INSTRUCTIONS FOR THE TASK: Lay out the listing as a Markdown table with the columns Row and Line, from its first line through the line with "box: [5, 1, 414, 294]". Number each row, leave out blank lines, and omit the pictures.

TASK INPUTS:
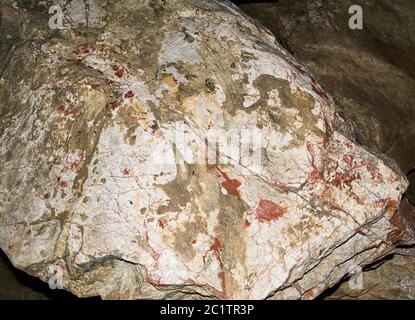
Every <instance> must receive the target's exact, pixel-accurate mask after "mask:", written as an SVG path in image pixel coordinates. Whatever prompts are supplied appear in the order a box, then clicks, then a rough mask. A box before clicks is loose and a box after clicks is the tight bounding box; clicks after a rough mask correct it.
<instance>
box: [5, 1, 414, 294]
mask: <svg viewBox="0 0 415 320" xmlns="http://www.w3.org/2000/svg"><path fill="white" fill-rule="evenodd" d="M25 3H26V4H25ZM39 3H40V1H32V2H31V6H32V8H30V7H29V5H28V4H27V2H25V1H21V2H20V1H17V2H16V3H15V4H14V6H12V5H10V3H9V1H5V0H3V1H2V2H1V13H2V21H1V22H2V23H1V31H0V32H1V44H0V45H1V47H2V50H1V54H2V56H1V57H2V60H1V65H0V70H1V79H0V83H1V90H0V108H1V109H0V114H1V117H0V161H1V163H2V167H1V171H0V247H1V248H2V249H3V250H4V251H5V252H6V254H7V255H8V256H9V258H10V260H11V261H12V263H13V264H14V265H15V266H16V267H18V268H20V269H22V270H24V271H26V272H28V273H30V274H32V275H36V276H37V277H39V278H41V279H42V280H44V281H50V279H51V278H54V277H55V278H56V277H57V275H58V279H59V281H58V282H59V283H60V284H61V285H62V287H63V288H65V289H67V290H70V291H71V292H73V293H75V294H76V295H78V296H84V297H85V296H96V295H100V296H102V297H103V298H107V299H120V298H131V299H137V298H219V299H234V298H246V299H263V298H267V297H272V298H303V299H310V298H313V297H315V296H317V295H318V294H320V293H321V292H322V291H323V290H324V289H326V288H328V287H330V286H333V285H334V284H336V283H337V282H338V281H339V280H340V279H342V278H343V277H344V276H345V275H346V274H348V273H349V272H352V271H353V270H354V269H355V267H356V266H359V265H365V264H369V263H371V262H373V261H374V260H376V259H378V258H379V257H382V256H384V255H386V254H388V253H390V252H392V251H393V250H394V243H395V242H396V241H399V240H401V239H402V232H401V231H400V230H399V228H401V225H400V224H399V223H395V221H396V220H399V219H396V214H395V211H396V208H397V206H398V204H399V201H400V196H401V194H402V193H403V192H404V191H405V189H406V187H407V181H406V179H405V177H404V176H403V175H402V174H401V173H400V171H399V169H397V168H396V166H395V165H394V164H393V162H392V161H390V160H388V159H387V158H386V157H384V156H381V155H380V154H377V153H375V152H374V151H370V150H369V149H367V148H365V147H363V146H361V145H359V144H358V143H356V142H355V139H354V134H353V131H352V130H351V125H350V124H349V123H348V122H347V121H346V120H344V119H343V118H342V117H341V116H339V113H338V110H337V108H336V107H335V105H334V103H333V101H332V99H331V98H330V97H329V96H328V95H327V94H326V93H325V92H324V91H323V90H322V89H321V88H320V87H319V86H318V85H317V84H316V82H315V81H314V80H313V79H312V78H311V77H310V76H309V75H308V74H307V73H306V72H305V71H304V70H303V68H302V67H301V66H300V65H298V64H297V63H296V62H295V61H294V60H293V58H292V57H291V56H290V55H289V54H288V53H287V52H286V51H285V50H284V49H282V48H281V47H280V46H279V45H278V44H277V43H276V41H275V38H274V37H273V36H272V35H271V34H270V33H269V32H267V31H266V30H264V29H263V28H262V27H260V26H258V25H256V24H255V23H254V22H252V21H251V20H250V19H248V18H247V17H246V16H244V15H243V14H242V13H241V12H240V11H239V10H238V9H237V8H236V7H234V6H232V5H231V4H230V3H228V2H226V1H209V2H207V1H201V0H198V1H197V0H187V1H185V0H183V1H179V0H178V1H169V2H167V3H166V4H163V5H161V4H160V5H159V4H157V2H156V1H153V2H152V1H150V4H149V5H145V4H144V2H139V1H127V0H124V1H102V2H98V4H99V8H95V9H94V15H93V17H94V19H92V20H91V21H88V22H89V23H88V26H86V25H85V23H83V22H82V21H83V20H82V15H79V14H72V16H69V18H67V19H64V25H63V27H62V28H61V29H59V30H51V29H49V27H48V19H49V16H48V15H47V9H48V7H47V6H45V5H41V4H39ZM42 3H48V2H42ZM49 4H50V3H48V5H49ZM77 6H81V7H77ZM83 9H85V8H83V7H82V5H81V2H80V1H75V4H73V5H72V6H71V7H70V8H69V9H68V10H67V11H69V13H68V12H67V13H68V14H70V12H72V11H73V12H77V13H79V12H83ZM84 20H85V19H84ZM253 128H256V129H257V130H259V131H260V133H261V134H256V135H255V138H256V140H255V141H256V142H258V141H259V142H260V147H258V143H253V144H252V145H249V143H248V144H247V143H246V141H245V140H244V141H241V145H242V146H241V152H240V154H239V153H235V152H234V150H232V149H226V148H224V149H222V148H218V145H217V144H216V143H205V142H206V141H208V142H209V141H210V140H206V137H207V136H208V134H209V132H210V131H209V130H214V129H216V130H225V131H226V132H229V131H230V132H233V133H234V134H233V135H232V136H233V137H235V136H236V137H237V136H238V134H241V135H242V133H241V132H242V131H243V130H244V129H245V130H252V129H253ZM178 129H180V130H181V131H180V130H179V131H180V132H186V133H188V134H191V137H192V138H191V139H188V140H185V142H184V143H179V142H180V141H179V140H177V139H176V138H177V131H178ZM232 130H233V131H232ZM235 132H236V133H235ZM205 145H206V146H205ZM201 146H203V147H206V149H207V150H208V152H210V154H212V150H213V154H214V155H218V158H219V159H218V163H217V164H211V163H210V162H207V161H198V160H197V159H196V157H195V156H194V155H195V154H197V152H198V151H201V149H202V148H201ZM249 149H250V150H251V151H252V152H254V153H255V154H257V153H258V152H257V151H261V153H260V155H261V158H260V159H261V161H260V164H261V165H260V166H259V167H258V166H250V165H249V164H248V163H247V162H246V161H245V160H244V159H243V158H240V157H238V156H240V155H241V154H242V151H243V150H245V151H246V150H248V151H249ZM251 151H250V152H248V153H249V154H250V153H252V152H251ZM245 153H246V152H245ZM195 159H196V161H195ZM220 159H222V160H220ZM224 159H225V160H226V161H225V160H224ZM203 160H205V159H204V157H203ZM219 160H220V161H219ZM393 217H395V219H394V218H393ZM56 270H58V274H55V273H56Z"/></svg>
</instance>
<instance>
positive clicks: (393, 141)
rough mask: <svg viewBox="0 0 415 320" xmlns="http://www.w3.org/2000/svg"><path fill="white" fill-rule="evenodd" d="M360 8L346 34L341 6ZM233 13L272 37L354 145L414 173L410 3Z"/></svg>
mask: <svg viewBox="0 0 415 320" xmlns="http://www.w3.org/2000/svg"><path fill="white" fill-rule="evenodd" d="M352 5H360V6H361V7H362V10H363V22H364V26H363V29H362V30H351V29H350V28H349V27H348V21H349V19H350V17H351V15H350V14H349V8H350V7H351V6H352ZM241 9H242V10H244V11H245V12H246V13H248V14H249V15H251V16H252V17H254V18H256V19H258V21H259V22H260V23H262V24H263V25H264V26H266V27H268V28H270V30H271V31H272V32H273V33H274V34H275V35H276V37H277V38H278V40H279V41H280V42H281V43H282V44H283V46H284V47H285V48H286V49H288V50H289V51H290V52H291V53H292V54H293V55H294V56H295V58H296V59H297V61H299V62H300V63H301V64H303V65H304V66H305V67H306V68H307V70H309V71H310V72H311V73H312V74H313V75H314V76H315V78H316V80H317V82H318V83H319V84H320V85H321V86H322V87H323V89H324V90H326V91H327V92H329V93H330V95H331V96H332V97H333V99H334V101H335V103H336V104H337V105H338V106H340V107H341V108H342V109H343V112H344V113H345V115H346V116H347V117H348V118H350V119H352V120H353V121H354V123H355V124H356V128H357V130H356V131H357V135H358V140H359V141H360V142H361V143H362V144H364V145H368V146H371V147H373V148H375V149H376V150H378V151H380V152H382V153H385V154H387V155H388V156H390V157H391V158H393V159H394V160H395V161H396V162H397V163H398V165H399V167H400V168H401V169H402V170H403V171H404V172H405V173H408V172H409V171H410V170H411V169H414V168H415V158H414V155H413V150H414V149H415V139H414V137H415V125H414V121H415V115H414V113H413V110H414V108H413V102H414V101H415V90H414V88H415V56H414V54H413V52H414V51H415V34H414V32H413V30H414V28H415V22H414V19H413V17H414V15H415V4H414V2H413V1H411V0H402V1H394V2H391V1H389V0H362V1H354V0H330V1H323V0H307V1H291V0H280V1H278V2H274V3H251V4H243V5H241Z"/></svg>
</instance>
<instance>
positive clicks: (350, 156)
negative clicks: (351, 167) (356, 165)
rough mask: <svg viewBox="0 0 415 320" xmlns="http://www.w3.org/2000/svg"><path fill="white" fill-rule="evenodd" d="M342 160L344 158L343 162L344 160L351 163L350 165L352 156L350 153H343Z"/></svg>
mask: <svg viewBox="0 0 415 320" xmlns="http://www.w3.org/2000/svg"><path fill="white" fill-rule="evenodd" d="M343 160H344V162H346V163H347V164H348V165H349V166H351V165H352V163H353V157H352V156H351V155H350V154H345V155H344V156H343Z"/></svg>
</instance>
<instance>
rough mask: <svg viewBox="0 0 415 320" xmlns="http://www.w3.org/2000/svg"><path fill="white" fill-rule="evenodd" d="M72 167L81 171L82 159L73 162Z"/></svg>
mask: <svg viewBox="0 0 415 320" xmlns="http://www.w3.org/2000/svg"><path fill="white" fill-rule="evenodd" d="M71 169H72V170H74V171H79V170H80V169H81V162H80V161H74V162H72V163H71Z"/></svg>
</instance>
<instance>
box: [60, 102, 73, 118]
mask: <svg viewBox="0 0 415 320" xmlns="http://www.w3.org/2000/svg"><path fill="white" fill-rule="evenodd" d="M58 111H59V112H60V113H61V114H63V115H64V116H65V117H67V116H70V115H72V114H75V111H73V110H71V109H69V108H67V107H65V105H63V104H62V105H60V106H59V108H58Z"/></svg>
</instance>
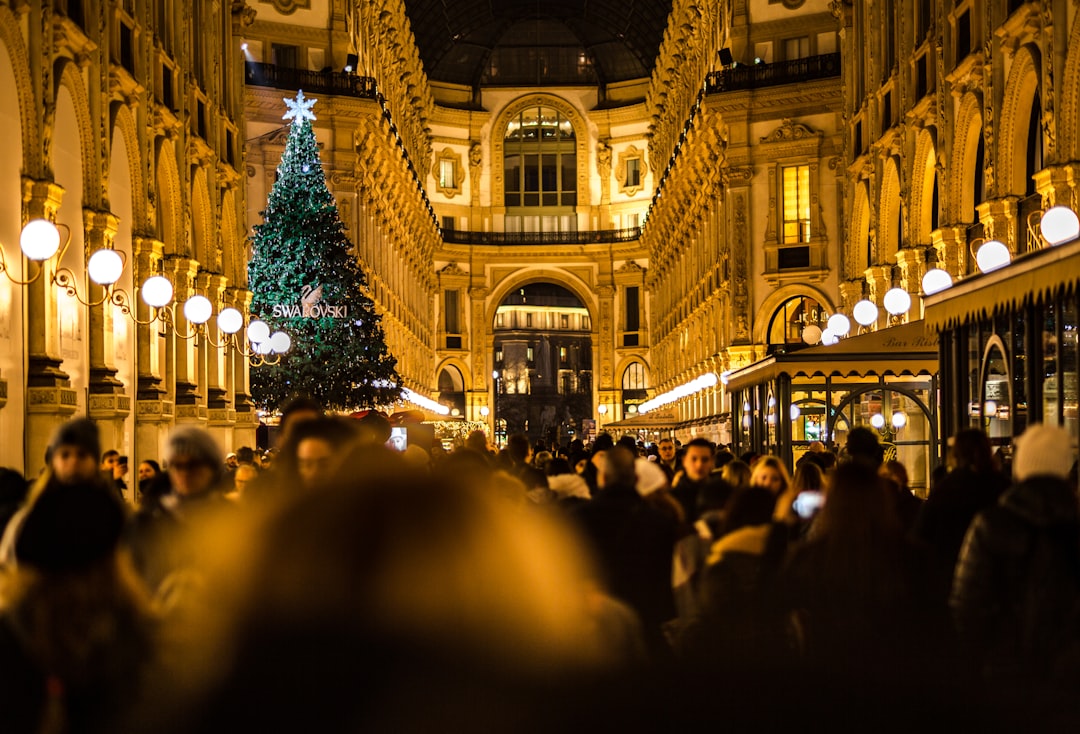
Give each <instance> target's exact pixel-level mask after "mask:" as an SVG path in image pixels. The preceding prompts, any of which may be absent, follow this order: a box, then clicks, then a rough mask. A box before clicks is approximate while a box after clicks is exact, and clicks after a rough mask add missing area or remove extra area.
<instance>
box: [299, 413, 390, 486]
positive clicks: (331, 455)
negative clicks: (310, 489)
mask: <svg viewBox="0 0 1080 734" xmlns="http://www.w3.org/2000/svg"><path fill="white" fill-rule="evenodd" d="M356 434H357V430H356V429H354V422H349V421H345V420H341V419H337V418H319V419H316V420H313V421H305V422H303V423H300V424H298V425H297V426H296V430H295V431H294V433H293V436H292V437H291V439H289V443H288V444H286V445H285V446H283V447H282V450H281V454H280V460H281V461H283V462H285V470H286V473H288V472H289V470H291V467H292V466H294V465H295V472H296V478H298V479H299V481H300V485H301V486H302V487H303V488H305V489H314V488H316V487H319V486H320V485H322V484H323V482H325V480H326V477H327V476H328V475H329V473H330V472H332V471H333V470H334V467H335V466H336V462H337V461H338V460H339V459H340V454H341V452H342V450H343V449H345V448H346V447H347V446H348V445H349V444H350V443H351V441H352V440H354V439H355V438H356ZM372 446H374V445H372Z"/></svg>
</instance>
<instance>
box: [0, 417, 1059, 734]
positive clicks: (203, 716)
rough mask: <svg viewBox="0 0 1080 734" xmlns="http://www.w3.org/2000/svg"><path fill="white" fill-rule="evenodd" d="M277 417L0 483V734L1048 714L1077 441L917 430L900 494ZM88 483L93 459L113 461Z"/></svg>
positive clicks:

COMPLETED EXERCISE:
| Row | Line |
|---|---|
| 1 | Every <instance> must receive the target's exact, pixel-accurate mask after "mask:", written as an SVG path in image pixel coordinates. Whatever prompts are supplied appear in the order a box, then clicks, then a rough mask. A box before clicks is loose and a box after clicks is the tight bounding box; clicks after a rough mask correct it. |
| 2 | <instance> |
| 3 | box: [5, 1, 414, 294] |